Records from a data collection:
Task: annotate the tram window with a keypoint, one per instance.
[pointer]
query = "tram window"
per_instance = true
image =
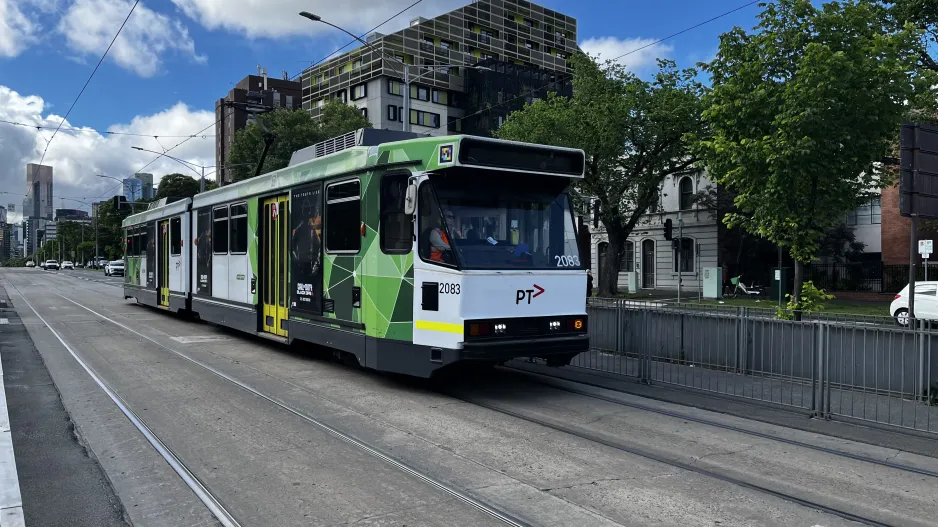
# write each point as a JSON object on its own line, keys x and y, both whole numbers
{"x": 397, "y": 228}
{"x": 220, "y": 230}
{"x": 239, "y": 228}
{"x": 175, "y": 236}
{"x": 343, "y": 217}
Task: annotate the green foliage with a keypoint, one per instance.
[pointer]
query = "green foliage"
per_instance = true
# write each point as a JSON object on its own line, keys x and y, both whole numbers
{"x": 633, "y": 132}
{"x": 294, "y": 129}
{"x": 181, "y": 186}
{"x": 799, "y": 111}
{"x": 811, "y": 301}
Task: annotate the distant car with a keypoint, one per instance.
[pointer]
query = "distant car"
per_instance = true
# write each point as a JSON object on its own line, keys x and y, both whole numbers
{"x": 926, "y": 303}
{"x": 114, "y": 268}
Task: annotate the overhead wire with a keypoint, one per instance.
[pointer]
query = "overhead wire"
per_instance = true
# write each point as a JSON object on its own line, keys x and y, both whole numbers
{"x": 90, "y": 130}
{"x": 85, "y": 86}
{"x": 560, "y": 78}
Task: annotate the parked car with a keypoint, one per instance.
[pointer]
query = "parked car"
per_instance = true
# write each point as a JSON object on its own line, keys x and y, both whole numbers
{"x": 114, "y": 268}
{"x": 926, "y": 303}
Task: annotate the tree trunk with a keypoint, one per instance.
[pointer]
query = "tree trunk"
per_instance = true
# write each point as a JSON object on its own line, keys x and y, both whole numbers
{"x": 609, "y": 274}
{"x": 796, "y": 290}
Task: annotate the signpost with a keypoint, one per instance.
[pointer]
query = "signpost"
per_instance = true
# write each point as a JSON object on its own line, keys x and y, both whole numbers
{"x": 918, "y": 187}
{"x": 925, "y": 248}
==
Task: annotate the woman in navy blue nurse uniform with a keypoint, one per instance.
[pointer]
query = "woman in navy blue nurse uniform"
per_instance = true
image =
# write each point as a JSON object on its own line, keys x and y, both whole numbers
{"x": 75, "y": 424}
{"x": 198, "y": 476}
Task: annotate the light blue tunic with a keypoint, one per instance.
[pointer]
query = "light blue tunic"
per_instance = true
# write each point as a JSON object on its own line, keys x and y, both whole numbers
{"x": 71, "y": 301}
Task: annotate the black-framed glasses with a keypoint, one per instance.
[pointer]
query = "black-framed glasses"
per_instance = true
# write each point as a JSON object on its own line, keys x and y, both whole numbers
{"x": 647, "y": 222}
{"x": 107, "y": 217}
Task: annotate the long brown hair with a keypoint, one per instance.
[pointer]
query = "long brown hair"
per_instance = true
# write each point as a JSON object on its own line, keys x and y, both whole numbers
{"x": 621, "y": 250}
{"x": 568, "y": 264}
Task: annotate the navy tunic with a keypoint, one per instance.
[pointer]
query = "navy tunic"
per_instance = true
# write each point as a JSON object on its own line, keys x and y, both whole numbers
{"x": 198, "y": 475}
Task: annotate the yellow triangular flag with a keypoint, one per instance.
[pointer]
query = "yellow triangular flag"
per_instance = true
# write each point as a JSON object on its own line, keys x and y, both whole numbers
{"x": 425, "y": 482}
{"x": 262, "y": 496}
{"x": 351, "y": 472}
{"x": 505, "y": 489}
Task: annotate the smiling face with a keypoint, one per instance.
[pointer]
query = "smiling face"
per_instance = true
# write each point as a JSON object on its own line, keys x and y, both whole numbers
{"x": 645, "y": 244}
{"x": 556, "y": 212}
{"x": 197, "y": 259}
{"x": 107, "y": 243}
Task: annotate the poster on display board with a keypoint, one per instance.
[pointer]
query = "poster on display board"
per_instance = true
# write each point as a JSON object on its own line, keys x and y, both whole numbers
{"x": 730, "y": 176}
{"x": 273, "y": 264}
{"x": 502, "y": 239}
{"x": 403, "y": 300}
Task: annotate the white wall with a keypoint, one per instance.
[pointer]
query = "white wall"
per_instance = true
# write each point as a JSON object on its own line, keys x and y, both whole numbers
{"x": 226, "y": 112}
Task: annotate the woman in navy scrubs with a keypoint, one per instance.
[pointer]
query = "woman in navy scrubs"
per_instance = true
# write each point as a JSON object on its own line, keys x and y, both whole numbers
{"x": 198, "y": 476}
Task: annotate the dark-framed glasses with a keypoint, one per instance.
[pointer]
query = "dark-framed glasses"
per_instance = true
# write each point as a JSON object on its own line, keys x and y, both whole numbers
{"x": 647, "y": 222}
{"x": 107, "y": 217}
* * *
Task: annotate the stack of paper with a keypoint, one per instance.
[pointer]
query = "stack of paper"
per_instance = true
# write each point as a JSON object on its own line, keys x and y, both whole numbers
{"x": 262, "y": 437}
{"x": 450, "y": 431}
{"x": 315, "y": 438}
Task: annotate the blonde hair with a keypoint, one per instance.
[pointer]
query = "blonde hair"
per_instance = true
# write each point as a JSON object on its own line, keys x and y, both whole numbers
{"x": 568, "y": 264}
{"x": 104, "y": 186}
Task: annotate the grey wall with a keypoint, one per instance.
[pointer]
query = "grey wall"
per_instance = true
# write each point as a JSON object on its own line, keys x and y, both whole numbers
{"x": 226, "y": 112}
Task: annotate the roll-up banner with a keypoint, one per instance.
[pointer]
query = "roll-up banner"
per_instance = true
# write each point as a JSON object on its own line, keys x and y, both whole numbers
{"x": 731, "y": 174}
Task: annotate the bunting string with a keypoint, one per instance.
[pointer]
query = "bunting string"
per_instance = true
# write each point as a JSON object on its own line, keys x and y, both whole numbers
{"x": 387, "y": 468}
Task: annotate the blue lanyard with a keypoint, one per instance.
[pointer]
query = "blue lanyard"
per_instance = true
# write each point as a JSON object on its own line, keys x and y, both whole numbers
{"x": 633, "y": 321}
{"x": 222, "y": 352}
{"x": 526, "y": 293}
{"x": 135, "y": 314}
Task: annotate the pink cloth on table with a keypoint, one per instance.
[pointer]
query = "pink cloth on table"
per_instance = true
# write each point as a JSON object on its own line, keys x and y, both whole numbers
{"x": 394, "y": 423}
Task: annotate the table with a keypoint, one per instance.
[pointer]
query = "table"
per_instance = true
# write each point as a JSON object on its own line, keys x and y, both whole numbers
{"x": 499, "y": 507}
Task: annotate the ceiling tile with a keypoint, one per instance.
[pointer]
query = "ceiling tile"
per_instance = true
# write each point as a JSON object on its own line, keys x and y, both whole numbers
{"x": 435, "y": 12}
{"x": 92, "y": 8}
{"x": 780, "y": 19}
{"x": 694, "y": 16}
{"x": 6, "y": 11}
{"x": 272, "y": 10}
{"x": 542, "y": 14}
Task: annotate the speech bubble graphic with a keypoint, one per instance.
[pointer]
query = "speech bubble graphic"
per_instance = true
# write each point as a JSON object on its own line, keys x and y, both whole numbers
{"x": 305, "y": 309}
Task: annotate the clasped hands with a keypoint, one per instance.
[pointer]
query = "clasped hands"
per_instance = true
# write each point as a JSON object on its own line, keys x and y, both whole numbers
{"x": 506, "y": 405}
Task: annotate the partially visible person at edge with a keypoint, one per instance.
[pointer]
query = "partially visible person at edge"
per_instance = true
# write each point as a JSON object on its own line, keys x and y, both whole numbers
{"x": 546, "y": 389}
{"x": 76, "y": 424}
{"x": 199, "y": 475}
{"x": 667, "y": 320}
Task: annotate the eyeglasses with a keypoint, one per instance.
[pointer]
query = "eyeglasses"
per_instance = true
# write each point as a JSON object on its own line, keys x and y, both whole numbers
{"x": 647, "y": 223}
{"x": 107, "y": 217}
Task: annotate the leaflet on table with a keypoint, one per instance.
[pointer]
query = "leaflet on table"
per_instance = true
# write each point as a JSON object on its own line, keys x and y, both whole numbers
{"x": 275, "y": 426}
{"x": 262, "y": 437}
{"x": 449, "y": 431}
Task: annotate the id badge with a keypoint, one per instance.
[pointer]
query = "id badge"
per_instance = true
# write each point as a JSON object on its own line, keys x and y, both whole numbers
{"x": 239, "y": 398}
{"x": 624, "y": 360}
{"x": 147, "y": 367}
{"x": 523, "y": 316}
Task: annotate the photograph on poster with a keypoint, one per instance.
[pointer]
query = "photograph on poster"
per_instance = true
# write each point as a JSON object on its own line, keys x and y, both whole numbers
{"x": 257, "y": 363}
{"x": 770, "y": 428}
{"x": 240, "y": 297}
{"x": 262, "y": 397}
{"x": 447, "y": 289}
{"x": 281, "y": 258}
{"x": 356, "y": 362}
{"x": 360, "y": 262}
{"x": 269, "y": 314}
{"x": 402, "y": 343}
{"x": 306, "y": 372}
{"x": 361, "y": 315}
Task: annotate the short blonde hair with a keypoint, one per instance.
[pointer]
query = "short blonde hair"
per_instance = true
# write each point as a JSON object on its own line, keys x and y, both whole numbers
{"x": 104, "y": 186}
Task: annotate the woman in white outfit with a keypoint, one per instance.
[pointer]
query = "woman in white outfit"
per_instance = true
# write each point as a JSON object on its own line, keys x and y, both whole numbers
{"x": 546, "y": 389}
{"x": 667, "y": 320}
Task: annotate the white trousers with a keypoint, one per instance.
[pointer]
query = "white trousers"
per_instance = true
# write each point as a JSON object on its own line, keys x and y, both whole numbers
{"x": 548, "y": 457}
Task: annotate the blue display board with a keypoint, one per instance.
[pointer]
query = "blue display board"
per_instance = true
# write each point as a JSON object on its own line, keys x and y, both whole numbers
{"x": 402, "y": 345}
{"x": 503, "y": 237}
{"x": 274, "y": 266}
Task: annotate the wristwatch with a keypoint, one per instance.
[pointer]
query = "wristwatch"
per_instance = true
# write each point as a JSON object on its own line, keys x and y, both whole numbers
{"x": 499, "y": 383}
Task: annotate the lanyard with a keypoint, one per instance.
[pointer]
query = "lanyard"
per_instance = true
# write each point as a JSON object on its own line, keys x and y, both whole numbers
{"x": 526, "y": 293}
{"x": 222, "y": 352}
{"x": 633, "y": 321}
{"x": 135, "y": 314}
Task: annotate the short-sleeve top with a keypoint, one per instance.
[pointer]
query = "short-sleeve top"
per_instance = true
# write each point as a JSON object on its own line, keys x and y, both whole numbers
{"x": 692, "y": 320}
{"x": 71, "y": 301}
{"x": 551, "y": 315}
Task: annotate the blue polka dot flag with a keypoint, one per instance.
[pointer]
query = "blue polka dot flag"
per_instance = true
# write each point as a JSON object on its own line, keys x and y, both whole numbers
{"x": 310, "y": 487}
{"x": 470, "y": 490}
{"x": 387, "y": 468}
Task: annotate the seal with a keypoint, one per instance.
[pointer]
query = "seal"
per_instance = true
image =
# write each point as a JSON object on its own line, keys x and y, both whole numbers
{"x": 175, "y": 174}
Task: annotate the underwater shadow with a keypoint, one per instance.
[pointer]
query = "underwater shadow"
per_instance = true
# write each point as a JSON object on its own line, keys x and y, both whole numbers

WHAT IS REQUIRED → Please tally the lines above that include the word "dark" and answer with the number by itself.

RESPONSE AREA → 2